> Requirements
Count the lines in the rows below that contain the string "girl". Reply with the number only.

> Supplied material

##########

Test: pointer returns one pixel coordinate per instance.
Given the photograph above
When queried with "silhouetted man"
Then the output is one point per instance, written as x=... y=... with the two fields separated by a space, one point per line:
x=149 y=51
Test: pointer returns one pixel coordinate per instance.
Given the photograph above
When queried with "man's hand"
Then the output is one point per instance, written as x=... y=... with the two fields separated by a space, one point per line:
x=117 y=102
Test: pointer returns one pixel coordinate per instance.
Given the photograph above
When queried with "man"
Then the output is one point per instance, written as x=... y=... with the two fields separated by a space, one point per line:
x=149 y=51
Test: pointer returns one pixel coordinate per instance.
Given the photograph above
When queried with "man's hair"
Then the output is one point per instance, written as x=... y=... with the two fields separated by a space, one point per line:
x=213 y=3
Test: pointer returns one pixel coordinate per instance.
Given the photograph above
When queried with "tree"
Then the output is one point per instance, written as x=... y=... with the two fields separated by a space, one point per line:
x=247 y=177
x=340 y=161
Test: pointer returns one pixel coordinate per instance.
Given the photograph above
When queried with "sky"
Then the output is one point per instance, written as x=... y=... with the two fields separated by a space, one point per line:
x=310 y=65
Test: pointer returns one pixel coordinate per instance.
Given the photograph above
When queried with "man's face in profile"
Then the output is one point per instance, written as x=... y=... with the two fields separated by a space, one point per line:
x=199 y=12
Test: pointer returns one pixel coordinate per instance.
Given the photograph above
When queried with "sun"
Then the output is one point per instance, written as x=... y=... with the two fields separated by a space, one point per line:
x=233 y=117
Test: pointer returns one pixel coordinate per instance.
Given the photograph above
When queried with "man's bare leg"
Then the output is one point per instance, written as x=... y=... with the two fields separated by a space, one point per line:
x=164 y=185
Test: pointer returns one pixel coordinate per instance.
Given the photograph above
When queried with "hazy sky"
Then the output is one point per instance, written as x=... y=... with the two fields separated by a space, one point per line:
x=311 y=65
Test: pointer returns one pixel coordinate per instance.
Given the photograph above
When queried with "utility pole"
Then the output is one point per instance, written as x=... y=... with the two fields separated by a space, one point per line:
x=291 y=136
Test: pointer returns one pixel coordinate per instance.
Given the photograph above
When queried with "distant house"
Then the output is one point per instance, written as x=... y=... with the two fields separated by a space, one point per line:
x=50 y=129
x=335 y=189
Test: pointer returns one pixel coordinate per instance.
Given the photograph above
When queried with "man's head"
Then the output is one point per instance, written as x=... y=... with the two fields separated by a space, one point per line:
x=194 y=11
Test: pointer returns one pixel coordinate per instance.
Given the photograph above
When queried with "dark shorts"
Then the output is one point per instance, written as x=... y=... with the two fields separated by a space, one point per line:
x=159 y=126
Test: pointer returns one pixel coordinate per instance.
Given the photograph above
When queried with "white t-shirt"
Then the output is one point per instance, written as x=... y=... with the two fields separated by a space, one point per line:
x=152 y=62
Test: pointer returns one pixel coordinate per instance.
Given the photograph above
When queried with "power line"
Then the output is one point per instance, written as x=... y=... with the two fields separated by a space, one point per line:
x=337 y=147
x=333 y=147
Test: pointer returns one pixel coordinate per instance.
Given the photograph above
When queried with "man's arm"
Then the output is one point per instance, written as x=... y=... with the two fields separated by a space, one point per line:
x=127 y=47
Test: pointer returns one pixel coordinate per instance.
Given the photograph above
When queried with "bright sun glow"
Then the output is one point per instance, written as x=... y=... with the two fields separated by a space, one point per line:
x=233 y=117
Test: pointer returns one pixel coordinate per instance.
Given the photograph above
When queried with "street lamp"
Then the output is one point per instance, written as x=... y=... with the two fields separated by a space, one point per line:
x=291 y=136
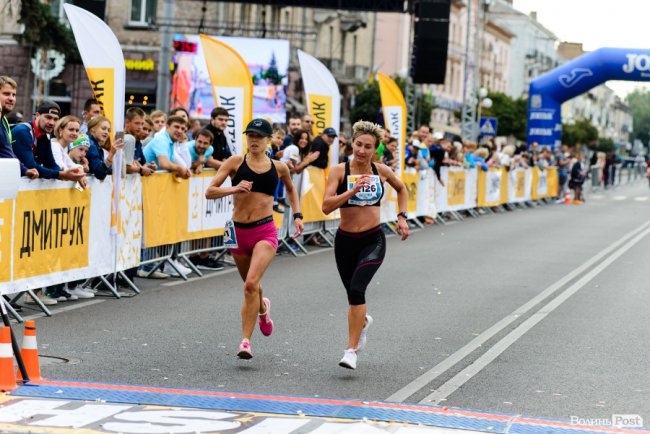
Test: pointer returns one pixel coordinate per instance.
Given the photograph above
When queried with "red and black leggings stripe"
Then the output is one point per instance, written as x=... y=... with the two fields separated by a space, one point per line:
x=358 y=257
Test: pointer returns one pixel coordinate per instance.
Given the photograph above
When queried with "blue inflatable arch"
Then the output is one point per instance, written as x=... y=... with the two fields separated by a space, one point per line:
x=549 y=91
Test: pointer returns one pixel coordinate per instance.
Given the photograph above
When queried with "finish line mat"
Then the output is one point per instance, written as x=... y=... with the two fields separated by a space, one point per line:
x=82 y=407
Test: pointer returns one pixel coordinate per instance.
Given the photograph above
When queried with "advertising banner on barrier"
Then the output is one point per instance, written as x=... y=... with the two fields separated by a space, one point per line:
x=520 y=184
x=457 y=191
x=46 y=234
x=130 y=225
x=492 y=187
x=323 y=99
x=232 y=86
x=311 y=190
x=426 y=205
x=176 y=210
x=544 y=182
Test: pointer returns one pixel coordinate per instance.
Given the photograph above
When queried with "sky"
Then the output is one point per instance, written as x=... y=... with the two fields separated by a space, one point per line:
x=596 y=24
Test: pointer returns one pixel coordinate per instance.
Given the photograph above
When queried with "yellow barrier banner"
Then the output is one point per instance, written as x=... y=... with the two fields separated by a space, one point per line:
x=411 y=180
x=46 y=239
x=520 y=185
x=544 y=182
x=176 y=209
x=54 y=231
x=6 y=220
x=456 y=188
x=492 y=187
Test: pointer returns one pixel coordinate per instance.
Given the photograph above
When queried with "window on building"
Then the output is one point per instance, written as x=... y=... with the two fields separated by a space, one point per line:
x=142 y=13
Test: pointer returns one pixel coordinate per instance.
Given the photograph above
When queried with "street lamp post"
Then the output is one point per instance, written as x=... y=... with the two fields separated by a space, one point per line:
x=483 y=102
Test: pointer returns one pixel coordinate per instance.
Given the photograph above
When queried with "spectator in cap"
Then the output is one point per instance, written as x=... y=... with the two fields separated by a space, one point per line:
x=7 y=102
x=31 y=143
x=322 y=145
x=218 y=124
x=66 y=132
x=92 y=108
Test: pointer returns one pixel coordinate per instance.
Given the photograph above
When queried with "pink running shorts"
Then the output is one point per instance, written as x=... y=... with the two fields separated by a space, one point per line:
x=248 y=237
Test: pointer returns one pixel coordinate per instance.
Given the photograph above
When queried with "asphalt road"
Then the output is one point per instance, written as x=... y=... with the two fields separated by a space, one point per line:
x=541 y=312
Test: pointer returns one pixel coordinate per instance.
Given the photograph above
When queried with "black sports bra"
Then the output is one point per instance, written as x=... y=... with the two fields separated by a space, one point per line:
x=343 y=186
x=265 y=183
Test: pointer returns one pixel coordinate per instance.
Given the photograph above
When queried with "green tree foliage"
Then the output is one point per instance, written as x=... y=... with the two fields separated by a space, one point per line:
x=582 y=132
x=511 y=114
x=639 y=103
x=44 y=30
x=367 y=105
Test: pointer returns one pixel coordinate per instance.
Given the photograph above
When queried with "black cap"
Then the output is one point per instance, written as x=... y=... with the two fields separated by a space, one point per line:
x=259 y=126
x=47 y=106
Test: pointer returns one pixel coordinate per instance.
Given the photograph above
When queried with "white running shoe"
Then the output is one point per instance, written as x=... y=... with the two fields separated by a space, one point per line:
x=81 y=292
x=349 y=359
x=168 y=269
x=364 y=332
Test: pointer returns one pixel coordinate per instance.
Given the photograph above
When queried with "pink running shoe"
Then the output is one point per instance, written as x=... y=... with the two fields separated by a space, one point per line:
x=245 y=351
x=266 y=323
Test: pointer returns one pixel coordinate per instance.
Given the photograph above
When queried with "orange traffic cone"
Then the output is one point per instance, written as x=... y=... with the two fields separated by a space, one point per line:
x=7 y=376
x=30 y=353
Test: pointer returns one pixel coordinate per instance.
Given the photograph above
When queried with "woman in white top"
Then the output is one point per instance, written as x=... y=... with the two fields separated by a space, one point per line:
x=66 y=131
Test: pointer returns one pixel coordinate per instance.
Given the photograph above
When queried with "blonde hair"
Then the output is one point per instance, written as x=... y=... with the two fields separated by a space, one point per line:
x=96 y=121
x=508 y=150
x=482 y=153
x=364 y=127
x=8 y=80
x=157 y=114
x=63 y=122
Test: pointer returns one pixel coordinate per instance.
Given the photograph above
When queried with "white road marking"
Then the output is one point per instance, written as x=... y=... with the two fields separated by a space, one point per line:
x=489 y=356
x=426 y=378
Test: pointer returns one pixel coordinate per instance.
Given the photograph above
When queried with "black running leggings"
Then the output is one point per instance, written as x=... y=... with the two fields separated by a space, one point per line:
x=358 y=257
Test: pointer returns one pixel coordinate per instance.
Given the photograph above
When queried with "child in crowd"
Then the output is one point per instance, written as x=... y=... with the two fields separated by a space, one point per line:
x=77 y=151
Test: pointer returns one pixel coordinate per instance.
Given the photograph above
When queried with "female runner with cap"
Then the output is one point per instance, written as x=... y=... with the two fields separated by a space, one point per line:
x=254 y=179
x=356 y=187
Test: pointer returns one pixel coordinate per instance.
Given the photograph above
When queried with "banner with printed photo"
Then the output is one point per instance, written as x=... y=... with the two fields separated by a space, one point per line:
x=458 y=190
x=52 y=241
x=267 y=61
x=520 y=185
x=492 y=187
x=323 y=99
x=232 y=86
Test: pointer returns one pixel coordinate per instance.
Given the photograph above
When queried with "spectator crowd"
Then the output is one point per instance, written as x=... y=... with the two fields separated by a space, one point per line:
x=56 y=145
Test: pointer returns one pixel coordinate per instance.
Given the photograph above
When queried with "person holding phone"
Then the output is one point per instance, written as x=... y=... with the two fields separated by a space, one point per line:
x=254 y=179
x=356 y=188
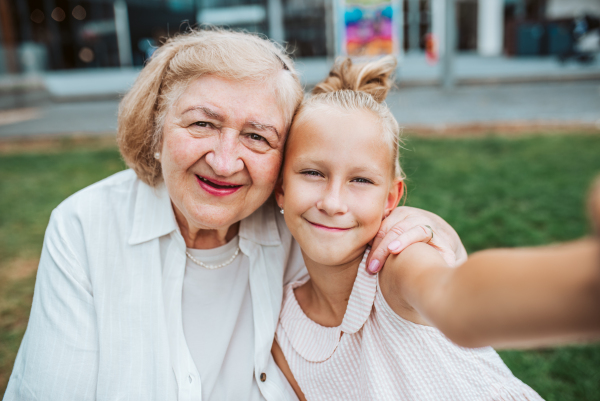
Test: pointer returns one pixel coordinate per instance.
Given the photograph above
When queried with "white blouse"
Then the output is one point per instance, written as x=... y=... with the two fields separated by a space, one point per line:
x=106 y=320
x=221 y=298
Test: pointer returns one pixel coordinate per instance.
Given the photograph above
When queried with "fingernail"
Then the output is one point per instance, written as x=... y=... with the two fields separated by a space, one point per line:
x=394 y=246
x=373 y=266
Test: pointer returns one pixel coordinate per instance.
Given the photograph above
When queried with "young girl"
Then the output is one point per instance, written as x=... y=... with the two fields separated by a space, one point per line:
x=345 y=334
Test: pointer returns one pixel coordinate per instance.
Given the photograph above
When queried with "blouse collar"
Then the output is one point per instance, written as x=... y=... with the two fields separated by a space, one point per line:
x=316 y=343
x=153 y=217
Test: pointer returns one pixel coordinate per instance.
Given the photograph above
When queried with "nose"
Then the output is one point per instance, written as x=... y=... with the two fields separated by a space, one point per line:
x=225 y=158
x=332 y=201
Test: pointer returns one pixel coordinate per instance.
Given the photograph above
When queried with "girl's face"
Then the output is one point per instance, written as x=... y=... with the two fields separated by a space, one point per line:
x=337 y=184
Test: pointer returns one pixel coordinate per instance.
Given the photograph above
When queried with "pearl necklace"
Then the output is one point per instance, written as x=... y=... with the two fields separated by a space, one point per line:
x=213 y=267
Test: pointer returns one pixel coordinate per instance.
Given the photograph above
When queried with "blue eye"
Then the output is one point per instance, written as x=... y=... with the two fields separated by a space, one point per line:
x=362 y=180
x=312 y=173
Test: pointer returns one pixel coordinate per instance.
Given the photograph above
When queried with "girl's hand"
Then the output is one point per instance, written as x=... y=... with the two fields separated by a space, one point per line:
x=408 y=225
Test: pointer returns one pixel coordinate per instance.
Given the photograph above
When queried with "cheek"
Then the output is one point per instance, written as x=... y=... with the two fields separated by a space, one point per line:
x=369 y=208
x=180 y=151
x=263 y=168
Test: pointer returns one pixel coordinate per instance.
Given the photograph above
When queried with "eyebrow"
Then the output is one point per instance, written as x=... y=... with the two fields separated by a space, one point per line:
x=219 y=117
x=210 y=113
x=262 y=127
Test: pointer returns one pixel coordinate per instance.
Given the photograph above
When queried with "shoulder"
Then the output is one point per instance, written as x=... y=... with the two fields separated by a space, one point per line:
x=96 y=213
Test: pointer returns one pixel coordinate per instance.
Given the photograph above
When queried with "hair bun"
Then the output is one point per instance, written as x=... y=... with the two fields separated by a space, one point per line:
x=373 y=78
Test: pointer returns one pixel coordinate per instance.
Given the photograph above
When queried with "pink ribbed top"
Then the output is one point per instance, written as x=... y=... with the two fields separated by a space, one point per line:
x=377 y=355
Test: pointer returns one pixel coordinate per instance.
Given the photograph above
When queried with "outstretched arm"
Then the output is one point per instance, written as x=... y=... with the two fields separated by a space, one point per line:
x=503 y=298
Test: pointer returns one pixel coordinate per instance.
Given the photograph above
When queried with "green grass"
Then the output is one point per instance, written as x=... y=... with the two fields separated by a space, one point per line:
x=494 y=191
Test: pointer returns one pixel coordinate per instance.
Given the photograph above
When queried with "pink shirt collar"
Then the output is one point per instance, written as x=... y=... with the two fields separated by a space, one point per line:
x=317 y=343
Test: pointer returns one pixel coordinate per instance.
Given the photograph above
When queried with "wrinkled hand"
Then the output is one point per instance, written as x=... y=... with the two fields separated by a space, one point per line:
x=408 y=225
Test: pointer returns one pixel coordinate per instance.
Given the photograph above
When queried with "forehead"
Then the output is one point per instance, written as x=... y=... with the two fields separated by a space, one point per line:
x=233 y=99
x=339 y=137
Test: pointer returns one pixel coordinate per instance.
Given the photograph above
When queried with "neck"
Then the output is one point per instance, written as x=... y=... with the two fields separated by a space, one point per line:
x=198 y=237
x=324 y=298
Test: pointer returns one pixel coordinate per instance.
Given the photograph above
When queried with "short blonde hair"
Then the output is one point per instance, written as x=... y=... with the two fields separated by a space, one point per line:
x=353 y=87
x=183 y=58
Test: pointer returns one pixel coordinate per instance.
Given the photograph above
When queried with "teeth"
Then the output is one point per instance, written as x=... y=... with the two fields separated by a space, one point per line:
x=212 y=183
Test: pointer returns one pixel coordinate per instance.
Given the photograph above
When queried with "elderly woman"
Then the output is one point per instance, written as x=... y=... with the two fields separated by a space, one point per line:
x=164 y=282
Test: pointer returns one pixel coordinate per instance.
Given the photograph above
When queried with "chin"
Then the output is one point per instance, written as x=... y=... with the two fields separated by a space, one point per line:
x=214 y=218
x=332 y=254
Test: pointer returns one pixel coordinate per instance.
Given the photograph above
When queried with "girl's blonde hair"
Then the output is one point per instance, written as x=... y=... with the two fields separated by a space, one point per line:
x=212 y=51
x=352 y=87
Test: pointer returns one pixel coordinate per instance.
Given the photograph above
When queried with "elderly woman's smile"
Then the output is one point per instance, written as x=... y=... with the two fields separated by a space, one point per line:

##########

> Result below
4